Selected extract:
((
I've often thought the same thing.  I know I eat too much sometimes just
because I enjoy the flavour.  I could easily gain too much weight, but
do try and exercise on a regular basis and like the calorie-burning
effects of lactation (at least for me)!  ;-)  I consider myself rather
"average"...not super-model thin, but not very chubby either.  ;-)

My mom was never able to force feed me anything (starting with the
nurses trying to force Similac bottles down my throat in the nursery
before her milk came in...I just thrust them out and threw up).  She
tried getting me to eat baby cereal for MONTHS with no success, and only
marginal success on a few fruits.  Until she added rice crispies to my
rice cereal.  I needed solid hunks, not mush, I guess.  ;-)

I myself cannot force myself to eat something I don't want to eat.
Luckily I eat just about EVERYTHING and am not at all fussy.  My nephews
though, are constantly having their parents shove spoonfulls of their
meal down their throats when they're being too slow.  I wonder what the
parents would do if they gagged on the spoon like I used to...

I was never told (to my memory) that I was bad and couldn't have supper
before bed, though if I was "bad" I was served up my food in my room,
away from the rest of the family (only happened once that I remember,
when I was suspended from kindergarten for writing on the desks in
indelible ink!).  We may have been told more often that if we were well
behaved when on some outting, we could get X treat (ice cream, chocolate
bar, etc.).  I don't have any real memory of that either though.  We did
get one chocolate each (good quality one, from a chocolate store) for
each "A" on a report card in the later years.  ;-)

I also remember being told that if I wasn't hungry enough for supper, I
obviously wasn't hungry enough for dessert.  If I didn't *like* the
supper, I could look in the fridge and find something else (youghurt,
piece of fruit, cold meat, etc.), but I had to eat something "good for
me" before passing on to the dessert *and* my mother said she was not
running a soup kitchen, so we could either eat what was on our plates,
find something else we could prepare (sandwich in the fridge, etc.), or
go hungry.  It usually wasn't a problem for me (I'd often take 2nd
portions), but was moreso for my brother who was a sweet tooth and a
fussy eater.
))
Task requirements:
1. Print the post on childhood eating from "My mom was never" to "want to eat.".
2. Carry on the post on childhood eating, starting after its last sentence.

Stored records
((
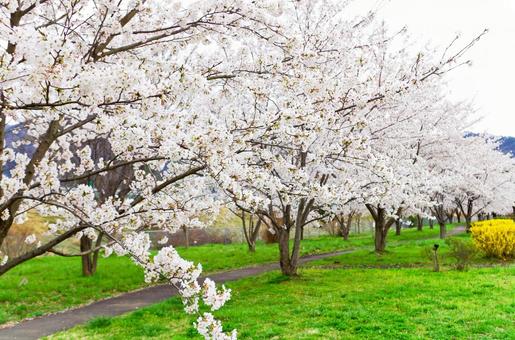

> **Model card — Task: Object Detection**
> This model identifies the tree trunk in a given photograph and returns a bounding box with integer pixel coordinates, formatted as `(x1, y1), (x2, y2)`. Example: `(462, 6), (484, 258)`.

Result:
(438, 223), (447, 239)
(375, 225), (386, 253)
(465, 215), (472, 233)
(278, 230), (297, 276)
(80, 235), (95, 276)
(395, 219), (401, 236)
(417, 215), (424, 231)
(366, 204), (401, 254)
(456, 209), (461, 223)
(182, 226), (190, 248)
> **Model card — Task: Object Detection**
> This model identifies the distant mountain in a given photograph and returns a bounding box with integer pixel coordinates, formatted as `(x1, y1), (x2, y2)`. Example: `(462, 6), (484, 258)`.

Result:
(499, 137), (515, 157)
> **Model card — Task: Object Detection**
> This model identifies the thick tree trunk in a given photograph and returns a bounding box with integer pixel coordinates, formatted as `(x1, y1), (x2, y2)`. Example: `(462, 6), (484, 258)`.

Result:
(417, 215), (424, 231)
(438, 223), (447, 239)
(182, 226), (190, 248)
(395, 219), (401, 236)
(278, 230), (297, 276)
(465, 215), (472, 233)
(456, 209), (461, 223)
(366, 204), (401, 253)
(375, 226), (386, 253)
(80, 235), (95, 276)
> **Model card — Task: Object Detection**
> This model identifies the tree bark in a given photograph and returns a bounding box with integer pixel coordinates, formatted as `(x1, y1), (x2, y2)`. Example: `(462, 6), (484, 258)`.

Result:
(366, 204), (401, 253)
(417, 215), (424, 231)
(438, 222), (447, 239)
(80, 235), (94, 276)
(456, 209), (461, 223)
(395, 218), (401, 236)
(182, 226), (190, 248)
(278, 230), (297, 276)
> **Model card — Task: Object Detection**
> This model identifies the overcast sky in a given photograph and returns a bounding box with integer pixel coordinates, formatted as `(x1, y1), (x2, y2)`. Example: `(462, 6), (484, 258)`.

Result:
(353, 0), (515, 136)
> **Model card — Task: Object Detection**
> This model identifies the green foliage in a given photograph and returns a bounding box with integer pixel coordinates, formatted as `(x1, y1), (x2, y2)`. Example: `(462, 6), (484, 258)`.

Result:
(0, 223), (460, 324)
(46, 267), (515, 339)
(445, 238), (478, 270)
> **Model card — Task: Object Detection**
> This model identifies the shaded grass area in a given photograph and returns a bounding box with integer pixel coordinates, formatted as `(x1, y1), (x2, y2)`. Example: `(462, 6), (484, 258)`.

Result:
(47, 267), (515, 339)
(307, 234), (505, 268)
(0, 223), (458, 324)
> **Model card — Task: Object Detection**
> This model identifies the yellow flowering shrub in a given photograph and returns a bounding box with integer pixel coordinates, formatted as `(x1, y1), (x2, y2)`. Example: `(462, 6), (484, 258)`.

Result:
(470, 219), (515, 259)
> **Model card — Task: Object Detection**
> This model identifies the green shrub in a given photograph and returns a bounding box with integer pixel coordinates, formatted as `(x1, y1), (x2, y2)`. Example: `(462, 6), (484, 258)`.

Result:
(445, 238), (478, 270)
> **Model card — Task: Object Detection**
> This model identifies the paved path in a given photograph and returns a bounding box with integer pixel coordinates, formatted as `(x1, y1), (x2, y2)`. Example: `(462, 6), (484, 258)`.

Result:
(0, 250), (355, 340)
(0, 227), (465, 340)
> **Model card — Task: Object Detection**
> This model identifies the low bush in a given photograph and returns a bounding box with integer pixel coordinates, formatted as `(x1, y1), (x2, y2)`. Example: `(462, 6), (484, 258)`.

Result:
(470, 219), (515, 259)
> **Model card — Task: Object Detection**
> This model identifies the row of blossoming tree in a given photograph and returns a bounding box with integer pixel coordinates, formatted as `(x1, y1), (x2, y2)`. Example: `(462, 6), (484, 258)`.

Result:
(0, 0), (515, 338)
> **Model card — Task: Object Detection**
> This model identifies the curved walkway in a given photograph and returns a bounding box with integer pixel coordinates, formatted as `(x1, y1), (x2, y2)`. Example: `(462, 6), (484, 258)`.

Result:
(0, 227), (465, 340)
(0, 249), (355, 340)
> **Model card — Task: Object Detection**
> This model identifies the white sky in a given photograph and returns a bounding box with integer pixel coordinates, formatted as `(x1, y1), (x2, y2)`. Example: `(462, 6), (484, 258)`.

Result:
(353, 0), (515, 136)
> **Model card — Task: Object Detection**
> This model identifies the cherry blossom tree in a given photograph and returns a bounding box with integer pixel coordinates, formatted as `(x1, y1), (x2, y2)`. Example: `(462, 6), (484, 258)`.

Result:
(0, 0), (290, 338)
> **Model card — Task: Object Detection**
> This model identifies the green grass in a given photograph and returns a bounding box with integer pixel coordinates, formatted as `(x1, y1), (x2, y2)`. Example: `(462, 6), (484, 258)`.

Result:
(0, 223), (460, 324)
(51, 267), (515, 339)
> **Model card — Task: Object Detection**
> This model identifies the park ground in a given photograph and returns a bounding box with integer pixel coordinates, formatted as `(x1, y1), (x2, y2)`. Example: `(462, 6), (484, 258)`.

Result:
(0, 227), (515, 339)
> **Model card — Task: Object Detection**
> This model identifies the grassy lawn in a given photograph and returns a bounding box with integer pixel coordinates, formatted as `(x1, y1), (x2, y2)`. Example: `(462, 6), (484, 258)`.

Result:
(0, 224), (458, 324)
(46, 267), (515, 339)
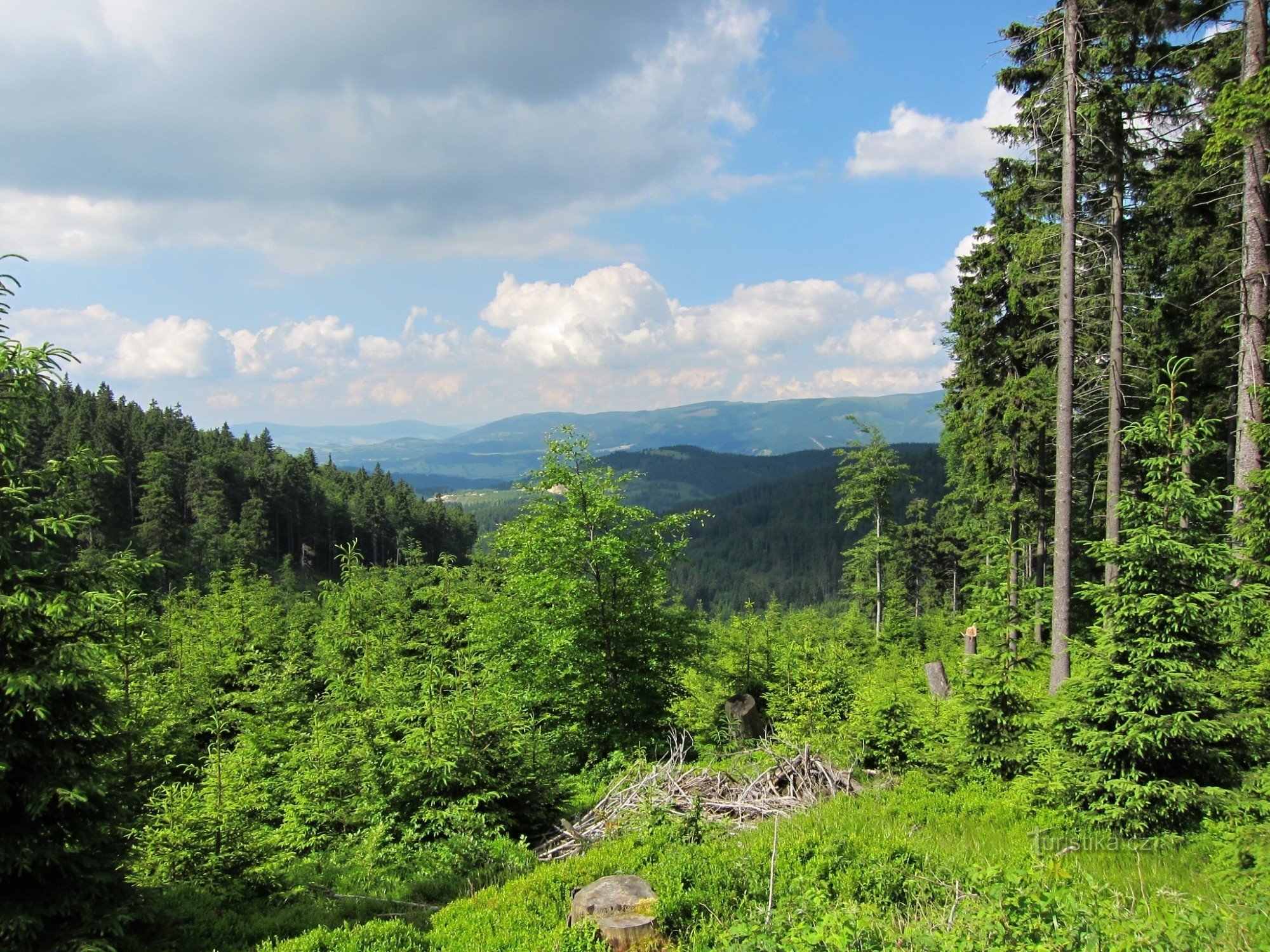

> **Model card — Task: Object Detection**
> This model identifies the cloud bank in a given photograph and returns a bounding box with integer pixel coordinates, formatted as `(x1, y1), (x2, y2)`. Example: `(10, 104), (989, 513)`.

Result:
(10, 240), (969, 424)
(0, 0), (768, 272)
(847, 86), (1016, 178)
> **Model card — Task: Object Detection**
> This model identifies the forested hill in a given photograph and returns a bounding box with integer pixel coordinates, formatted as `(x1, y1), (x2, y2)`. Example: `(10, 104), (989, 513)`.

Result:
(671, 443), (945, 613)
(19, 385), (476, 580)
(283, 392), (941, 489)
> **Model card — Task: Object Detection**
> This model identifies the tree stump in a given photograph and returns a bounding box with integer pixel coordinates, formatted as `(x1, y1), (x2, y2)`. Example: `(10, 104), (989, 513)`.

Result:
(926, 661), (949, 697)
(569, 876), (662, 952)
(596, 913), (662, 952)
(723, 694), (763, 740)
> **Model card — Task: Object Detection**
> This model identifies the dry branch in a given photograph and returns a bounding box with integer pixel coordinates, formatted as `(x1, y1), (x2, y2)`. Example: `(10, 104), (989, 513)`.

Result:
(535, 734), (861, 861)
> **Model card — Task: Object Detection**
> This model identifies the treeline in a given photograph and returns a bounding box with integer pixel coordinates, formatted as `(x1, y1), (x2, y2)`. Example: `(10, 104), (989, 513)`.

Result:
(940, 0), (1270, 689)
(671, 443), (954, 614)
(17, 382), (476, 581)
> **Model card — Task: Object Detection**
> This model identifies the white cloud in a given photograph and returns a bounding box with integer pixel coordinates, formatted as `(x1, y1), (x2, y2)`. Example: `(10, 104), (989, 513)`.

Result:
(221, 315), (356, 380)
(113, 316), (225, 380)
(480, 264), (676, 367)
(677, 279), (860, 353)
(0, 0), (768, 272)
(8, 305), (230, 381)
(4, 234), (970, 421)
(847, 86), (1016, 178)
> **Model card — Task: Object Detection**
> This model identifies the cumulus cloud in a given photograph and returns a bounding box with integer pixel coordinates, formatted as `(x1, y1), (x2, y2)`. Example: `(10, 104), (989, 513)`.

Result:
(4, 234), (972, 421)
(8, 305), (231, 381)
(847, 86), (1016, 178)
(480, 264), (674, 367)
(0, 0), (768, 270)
))
Answers to the problems:
1.
My mom was never able to force feed me anything (starting with the
nurses trying to force Similac bottles down my throat in the nursery
before her milk came in...I just thrust them out and threw up).  She
tried getting me to eat baby cereal for MONTHS with no success, and only
marginal success on a few fruits.  Until she added rice crispies to my
rice cereal.  I needed solid hunks, not mush, I guess.  ;-)

I myself cannot force myself to eat something I don't want to eat.

2.
However, I do remember a number of years at being panicked at the idea
of going out to a restaurant, where *I* couldn't control the portions,
and thought I wouldn't be able to finnish the meal.  My mom had a friend
who took me out once and insisted I finnish up everything on my plate
(at about the age of 10).  I went to the washroom to be ill 3 times
during the meal...it was the only time I did something like that, and I
think it was just the idea of an "authority figure" (someone to respect)
saying that to me.  I think that set in motion the feeling of panic when
faced with a meal *I* didn't serve (i.e. large portion).  I quickly
learned when I was young, to judge my stomach size and take a portion I
could eat when I was allowed to serve myself.  I rarely get this
wrong...except when feeling ill.

For this reason, I never try and force anything into my daughter's
mouth.  Sometimes I ask her to have "just a taste" of a new food, but if
she doesn't want to, I don't force the issue.  She eats lots of foods
right now, and will probably add the brussles sprouts and asparagus that
are not liked now, to her regime later on in her life.  ;-)  I present a
plate to her and let her eat what she wants.  When she was younger, if
she didn't want anything, I'd just figure she'd make up for it nursing.
Now, I offer something else that I don't have to prepare really (apple,
avocado, toast, whatever)...but usually she eats something from each
meal.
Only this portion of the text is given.